- **Assignment**
Write the data out verbatim.

Referring expression data
-- Opening Marker --

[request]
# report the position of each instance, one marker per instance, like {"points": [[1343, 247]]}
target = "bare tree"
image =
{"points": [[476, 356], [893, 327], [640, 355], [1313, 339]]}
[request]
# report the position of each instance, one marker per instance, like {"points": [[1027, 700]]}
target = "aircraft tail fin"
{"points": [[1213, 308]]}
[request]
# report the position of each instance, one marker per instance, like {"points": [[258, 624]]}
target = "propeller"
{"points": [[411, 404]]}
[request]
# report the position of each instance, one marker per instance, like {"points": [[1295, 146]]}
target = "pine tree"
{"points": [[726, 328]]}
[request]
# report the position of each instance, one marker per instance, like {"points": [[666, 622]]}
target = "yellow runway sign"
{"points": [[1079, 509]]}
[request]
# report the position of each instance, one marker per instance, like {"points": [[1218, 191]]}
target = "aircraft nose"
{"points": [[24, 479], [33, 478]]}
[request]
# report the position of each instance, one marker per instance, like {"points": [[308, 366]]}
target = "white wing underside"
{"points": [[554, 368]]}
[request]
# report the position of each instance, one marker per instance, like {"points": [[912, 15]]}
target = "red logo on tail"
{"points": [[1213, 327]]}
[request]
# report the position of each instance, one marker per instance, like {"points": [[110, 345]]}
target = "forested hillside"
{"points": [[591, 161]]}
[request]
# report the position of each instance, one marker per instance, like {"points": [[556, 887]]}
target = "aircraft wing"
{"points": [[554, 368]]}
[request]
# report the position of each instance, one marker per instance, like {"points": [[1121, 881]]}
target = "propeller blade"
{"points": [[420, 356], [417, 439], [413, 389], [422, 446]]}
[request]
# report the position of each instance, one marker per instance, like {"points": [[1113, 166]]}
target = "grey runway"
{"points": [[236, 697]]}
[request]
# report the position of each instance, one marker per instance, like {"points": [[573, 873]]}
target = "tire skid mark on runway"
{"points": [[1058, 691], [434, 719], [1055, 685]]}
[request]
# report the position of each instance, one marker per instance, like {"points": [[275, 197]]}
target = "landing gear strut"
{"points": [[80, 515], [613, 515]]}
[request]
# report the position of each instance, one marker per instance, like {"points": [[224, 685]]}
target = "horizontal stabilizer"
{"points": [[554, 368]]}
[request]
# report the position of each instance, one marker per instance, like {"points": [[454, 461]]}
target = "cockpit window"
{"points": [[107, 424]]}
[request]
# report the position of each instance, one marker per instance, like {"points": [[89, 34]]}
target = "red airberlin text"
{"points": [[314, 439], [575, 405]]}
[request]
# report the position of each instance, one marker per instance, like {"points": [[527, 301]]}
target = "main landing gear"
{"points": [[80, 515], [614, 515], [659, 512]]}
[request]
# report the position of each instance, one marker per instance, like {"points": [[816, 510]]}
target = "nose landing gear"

-- Closing Marker --

- **Solution for this task**
[request]
# report the position of each instance, one marker per instance, like {"points": [[1343, 247]]}
target = "bare tree"
image =
{"points": [[476, 356], [893, 327], [640, 355], [1313, 339]]}
[request]
# report the position of each instance, one marker per instance, like {"points": [[1027, 700]]}
target = "aircraft tail fin"
{"points": [[1213, 308]]}
[request]
# report the position of each instance, one marker per instance, like {"points": [[258, 624]]}
target = "propeller"
{"points": [[411, 404]]}
[request]
# report the position of each instance, one marker per instance, like {"points": [[1295, 146]]}
target = "pine tree"
{"points": [[726, 328]]}
[request]
# report the position of each instance, one marker per instance, like {"points": [[666, 622]]}
target = "yellow runway sign"
{"points": [[1079, 509]]}
[request]
# report the position of each instance, one marker per instance, like {"points": [[1218, 191]]}
target = "aircraft nose"
{"points": [[24, 479], [33, 478]]}
[request]
# report the position of each instance, one marker per instance, like {"points": [[308, 366]]}
target = "white wing underside"
{"points": [[554, 368]]}
[request]
# report the position of each instance, one marker per instance, like {"points": [[912, 15]]}
target = "red logo on tail"
{"points": [[1213, 327]]}
[request]
# report the position of each instance, one marker per instance, like {"points": [[110, 345]]}
target = "forested hillside"
{"points": [[591, 161]]}
[request]
# report the position of each instance, one marker per instance, like {"points": [[556, 887]]}
target = "aircraft wing"
{"points": [[554, 368]]}
[request]
# report the position of each instance, one marker per instance, like {"points": [[1121, 881]]}
target = "propeller blade"
{"points": [[420, 356], [417, 439], [413, 389], [422, 446]]}
[request]
# report the position of each instance, one marker per instance, like {"points": [[1113, 166]]}
target = "grey runway"
{"points": [[236, 697]]}
[request]
# report the position of each instance, one marker per instance, like {"points": [[573, 873]]}
target = "tire skid mark on runway"
{"points": [[1058, 691], [434, 719], [1055, 685]]}
[request]
# report the position of each instance, one marker per instance, like {"points": [[275, 197]]}
target = "landing gear strut"
{"points": [[80, 515], [613, 515]]}
[request]
# report the position of each instance, one marker per instance, like {"points": [[224, 685]]}
target = "horizontal stabilizer"
{"points": [[554, 368]]}
[request]
# report the position of each instance, one marker per instance, like {"points": [[454, 461]]}
target = "cockpit window"
{"points": [[107, 424]]}
[request]
# report the position of each instance, one marker per instance, like {"points": [[89, 34]]}
target = "red airberlin text"
{"points": [[314, 439], [575, 405]]}
[request]
# report the position of each instance, one marker per instance, like {"points": [[527, 301]]}
target = "main landing gear"
{"points": [[80, 515], [614, 515], [659, 512]]}
[request]
# report the position of each instance, one marker per instance, like {"points": [[816, 510]]}
target = "nose landing gear"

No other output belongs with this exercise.